Text passage -
According to William D. Cohan, a former Wall Street banker who has written frequently about billionaires, if the investor class were truly interested in targeting unfairness, its members would try to alter the policies of the Federal Reserve, which tend to help the rich, or do away with inequity-inducing programs like tax incentives for hedge funds.
Mr. Cohan said that proposals like increasing the minimum wage, a popular rallying cry among those decrying income inequality, would have, at best, a minimal effect on reducing the rift between ordinary people and the 1 percent.
Most billionaires, he added, are apt to address inequality by donating portions of their fortunes, not by seeking systemic economic change.
“Charity? Yes,” Mr. Cohan said. “But leveling the playing field? No.”
And yet the extremely wealthy do face an abiding risk from festering inequity: The have-nots might finally lose patience and turn upon the haves.
“That’s the real danger,” Mr. Cohan said. “This little thing called the French Revolution.”

Assigned task 1 -
Answer these questions from the passage on billionaires and inequality:
(a) What effect does Mr. Cohan say raising the minimum wage would have on the rift between ordinary people and the 1 percent?
(b) How, in his view, are most billionaires apt to address inequality?
(c) What historical event does he name when describing the real danger?
Assigned task 2 -
Continue the passage on billionaires and inequality from its last sentence.

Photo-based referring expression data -
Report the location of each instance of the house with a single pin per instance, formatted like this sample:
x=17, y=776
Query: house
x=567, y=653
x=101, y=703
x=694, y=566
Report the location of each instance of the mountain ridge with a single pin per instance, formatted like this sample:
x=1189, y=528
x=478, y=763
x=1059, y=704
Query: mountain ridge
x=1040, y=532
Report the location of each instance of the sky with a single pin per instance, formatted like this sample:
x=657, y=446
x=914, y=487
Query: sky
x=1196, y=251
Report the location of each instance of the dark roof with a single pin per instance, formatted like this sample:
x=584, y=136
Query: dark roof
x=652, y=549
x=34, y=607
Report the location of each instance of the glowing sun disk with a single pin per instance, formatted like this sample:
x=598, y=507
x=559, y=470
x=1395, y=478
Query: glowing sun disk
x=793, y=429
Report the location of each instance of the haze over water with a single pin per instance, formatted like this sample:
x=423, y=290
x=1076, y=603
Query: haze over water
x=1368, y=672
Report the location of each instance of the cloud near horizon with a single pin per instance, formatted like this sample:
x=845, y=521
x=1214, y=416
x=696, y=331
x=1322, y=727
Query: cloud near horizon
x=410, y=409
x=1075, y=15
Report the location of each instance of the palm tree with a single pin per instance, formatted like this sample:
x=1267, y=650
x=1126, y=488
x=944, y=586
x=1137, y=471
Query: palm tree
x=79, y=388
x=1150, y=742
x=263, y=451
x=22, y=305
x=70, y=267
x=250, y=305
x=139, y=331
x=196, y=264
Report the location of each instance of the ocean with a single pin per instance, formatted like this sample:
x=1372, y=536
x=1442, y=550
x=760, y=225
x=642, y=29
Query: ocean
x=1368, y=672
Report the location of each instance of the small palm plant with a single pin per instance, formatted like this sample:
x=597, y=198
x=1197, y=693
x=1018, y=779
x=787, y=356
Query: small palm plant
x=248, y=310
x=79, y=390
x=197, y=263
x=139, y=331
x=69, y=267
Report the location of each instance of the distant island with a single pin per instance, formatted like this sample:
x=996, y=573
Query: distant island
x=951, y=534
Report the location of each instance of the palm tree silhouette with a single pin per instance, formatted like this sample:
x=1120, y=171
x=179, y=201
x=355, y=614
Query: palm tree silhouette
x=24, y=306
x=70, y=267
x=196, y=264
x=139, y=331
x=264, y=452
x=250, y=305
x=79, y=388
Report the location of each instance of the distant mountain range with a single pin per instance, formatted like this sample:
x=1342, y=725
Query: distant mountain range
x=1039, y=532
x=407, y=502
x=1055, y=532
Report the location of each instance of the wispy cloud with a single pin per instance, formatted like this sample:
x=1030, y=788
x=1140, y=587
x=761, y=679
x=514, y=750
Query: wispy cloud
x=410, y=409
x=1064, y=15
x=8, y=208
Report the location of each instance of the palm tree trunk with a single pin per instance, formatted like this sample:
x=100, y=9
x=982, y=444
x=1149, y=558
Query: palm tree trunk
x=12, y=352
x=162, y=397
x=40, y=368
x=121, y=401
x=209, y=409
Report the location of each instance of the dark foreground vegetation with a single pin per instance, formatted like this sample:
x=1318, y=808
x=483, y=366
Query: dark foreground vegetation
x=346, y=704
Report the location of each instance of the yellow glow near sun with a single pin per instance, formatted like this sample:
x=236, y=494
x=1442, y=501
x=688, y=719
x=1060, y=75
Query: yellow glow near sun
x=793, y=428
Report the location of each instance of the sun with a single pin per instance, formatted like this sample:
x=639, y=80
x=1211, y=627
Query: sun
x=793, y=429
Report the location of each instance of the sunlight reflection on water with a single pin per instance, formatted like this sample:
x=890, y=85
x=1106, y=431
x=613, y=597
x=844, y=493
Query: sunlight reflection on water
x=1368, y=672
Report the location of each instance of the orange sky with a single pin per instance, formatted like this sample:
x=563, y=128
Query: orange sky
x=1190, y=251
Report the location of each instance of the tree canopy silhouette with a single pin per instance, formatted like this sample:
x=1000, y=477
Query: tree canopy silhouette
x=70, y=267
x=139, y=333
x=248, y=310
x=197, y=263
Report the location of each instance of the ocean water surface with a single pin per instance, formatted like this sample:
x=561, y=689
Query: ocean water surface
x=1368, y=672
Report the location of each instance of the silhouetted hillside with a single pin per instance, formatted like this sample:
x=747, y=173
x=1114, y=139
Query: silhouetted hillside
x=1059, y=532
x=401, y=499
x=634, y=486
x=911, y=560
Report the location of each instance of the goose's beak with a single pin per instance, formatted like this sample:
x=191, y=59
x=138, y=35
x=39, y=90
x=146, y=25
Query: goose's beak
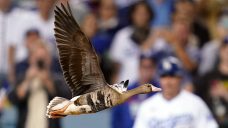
x=155, y=89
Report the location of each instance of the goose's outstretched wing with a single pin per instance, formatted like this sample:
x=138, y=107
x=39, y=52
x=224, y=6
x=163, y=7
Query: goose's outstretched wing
x=78, y=59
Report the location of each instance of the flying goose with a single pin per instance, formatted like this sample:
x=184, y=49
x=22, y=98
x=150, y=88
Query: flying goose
x=82, y=73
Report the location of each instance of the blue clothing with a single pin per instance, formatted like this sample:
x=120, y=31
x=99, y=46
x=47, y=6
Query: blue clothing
x=103, y=39
x=123, y=116
x=162, y=12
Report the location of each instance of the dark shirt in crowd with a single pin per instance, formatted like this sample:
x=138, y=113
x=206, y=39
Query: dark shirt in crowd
x=204, y=86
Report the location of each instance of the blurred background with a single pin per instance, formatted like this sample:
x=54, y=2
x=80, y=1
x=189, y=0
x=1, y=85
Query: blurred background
x=121, y=31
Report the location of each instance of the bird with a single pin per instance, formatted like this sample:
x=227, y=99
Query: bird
x=81, y=70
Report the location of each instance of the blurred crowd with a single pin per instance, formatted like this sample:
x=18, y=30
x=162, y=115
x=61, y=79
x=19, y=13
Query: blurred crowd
x=131, y=38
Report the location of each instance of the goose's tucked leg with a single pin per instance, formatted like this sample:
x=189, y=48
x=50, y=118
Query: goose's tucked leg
x=57, y=107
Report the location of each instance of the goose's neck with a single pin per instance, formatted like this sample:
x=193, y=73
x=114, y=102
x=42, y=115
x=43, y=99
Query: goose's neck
x=132, y=92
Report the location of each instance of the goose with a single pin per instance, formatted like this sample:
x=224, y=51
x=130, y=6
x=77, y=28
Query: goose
x=82, y=73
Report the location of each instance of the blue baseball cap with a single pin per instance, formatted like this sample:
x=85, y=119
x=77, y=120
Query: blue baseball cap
x=170, y=66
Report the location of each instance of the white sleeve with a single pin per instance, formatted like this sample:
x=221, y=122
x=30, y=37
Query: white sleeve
x=204, y=117
x=141, y=120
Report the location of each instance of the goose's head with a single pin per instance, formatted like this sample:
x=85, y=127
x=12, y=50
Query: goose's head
x=147, y=88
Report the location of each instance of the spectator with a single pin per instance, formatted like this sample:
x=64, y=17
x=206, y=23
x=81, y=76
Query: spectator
x=173, y=107
x=34, y=88
x=108, y=25
x=123, y=116
x=126, y=46
x=189, y=8
x=208, y=62
x=31, y=39
x=8, y=15
x=212, y=87
x=163, y=12
x=180, y=42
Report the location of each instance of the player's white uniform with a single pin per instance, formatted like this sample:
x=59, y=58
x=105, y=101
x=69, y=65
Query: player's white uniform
x=186, y=110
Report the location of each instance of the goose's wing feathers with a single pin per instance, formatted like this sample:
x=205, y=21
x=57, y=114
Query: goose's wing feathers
x=78, y=59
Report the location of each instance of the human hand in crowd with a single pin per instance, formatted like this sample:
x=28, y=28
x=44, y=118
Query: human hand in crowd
x=219, y=90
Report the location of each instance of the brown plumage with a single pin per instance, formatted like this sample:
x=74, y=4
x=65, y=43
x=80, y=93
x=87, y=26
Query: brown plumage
x=82, y=72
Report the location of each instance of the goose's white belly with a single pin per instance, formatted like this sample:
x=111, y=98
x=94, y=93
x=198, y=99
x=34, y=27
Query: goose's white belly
x=77, y=110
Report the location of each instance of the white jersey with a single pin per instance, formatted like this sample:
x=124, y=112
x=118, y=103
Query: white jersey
x=184, y=111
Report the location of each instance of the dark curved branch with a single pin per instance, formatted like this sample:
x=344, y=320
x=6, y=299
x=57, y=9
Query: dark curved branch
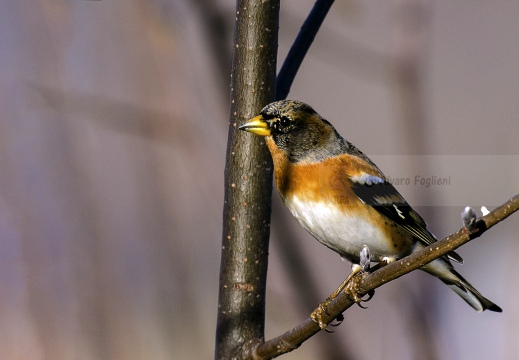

Expected output 1 -
(a) At best, a minimal effect.
(b) By donating portions of their fortunes rather than seeking systemic economic change.
(c) The French Revolution.

Expected output 2 -
Billionaires to the Barricades
By ALAN FEUER
JULY 3, 2015
New York Times
[emphasis JS]
We face a technological revolution potentially as significant as the agricultural revolution. Some 12,000 years ago, that revolution led to the very development of “civilization” as we understand it—a revolution so profound that it even changed our DNA, as wealthy farmers produced far more offspring than the indigent. The technological revolution now underway will again force us to question the way we live together—not which political party occupies the White House, but whether our political and economic systems can continue to serve our needs in
an age of unthinkable abundance, increasing inequality, and zero-wage labor.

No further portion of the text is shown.